> Exercise objective
Reproduce the data word for word, starting at the line with "of the submerged" and continuing through the last line of the data.
++++
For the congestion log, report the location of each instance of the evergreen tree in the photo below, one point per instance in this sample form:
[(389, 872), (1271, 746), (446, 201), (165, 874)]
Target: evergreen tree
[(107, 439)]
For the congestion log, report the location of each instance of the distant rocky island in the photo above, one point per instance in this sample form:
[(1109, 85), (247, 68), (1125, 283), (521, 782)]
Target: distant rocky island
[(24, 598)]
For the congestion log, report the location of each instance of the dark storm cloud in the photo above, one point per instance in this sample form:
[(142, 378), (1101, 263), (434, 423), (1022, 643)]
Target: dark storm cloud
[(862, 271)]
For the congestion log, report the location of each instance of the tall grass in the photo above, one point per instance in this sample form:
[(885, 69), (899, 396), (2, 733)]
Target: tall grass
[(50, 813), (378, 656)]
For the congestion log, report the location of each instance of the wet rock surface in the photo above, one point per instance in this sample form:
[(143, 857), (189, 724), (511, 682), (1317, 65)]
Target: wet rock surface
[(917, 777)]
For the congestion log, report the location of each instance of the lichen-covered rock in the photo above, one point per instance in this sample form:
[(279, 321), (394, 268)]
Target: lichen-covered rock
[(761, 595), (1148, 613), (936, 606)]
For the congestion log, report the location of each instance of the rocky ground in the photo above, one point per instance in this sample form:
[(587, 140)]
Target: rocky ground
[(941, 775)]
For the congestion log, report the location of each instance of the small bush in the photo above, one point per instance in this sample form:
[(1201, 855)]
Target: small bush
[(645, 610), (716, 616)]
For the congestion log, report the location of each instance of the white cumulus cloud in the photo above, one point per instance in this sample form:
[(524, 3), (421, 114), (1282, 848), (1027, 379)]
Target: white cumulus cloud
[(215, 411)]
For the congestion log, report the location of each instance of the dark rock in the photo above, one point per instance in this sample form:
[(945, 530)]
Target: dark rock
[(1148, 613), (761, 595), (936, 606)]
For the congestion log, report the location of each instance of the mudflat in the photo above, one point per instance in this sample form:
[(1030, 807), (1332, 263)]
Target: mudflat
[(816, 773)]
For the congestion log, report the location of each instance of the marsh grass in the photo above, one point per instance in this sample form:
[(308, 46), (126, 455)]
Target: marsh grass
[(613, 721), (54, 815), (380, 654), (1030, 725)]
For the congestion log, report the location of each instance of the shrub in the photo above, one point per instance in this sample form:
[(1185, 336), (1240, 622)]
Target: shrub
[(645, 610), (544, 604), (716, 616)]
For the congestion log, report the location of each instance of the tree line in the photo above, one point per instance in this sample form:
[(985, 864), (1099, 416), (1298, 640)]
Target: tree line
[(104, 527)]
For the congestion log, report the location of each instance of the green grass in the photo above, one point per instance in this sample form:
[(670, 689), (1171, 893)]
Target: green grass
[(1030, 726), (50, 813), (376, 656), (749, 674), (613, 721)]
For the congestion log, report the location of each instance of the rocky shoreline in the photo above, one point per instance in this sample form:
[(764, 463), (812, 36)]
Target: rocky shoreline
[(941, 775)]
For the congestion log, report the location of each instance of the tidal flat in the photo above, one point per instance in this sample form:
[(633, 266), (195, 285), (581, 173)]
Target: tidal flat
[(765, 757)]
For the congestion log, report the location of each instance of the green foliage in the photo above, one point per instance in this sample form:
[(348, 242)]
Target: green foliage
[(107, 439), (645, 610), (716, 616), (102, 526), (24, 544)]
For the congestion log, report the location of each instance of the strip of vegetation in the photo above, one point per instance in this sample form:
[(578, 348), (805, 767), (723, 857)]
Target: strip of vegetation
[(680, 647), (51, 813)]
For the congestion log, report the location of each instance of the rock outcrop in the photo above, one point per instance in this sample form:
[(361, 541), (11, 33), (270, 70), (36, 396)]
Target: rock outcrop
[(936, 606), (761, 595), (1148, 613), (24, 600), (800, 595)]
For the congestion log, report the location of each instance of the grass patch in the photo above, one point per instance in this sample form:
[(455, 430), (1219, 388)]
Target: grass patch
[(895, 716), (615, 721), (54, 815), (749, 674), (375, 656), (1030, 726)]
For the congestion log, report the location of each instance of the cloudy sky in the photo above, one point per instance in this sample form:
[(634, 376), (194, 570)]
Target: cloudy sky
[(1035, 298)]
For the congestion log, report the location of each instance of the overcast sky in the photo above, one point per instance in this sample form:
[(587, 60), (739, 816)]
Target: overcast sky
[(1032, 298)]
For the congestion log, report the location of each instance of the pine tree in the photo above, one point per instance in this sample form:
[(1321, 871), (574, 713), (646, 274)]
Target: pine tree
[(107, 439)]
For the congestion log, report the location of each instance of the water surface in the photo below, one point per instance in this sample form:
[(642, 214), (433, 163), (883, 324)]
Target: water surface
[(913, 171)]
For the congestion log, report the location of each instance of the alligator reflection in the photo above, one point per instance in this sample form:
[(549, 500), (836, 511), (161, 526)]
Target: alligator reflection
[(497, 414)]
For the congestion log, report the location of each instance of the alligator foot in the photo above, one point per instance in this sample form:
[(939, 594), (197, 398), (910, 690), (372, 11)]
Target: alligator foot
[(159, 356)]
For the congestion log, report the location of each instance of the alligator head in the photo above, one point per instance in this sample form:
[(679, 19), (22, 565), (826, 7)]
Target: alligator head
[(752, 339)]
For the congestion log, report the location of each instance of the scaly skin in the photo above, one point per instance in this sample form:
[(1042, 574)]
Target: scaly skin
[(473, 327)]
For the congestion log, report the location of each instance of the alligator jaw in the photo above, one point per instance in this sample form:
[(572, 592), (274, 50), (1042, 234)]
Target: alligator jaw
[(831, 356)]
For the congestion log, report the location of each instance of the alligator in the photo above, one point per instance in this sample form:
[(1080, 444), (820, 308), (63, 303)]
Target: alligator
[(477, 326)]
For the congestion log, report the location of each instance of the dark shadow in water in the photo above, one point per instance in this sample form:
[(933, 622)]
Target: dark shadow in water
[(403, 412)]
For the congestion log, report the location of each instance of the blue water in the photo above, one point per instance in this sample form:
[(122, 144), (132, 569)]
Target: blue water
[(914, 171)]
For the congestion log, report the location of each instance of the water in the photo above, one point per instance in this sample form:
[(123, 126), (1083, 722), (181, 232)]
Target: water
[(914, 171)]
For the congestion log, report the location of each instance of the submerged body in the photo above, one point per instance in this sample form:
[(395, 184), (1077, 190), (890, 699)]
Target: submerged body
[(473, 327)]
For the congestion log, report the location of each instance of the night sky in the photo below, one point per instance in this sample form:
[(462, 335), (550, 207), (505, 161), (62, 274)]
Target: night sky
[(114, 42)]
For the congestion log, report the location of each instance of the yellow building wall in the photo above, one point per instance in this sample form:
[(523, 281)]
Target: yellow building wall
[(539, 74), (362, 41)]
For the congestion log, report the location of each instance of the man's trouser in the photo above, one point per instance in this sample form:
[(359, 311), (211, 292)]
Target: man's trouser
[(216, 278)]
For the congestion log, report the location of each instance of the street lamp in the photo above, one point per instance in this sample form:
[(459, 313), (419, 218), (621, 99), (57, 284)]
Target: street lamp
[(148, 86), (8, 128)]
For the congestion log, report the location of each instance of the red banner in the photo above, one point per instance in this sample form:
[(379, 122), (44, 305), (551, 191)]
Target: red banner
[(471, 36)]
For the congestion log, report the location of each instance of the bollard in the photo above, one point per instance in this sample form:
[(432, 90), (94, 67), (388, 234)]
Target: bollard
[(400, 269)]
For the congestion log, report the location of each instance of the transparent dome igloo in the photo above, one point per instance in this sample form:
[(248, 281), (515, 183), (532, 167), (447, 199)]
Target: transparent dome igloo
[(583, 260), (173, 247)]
++++
> Task result
For the congestion log, report the location of each instance of the submerged body in the photo above, one point per instance in this sample form:
[(395, 184), (1077, 190), (890, 699)]
Target: submerged body
[(473, 327)]
For the congestion log, report the location of each instance of the night sky in the photo below, one point per instance in this sample form:
[(462, 335), (550, 207), (505, 161), (62, 274)]
Target: night sky
[(114, 42)]
For the congestion log, report the location of each instance of the yellow building wall in the photo above, one point per instance in this sample form:
[(523, 281)]
Target: yellow building wall
[(539, 74), (362, 41)]
For the congestion log, report the location of each instance of the man's trouser in the photo above, one point per instance in this sample form:
[(359, 311), (211, 292)]
Target: man's trouser
[(216, 278)]
For the congestion log, report the location of each instance of the street lamp in the photo above, one point per instance in this sample form:
[(459, 313), (419, 218), (621, 99), (57, 284)]
Target: street lamp
[(148, 86), (8, 128)]
For the congestion log, report the location of each instance of the red banner in the photo above, one point per instance in this sample form:
[(379, 122), (44, 305), (551, 191)]
Target: red banner
[(471, 36)]
For the congestion log, report the location of each instance of the bollard in the photo above, one point per instance in this sample form:
[(432, 90), (94, 67), (388, 234)]
Target: bollard
[(400, 269)]
For the congestion log, report the location of each instance of the transparent dome igloo in the photo above, one point per instance in this sample form:
[(248, 281), (515, 183), (532, 167), (447, 199)]
Target: transparent dome igloo
[(583, 260), (173, 247)]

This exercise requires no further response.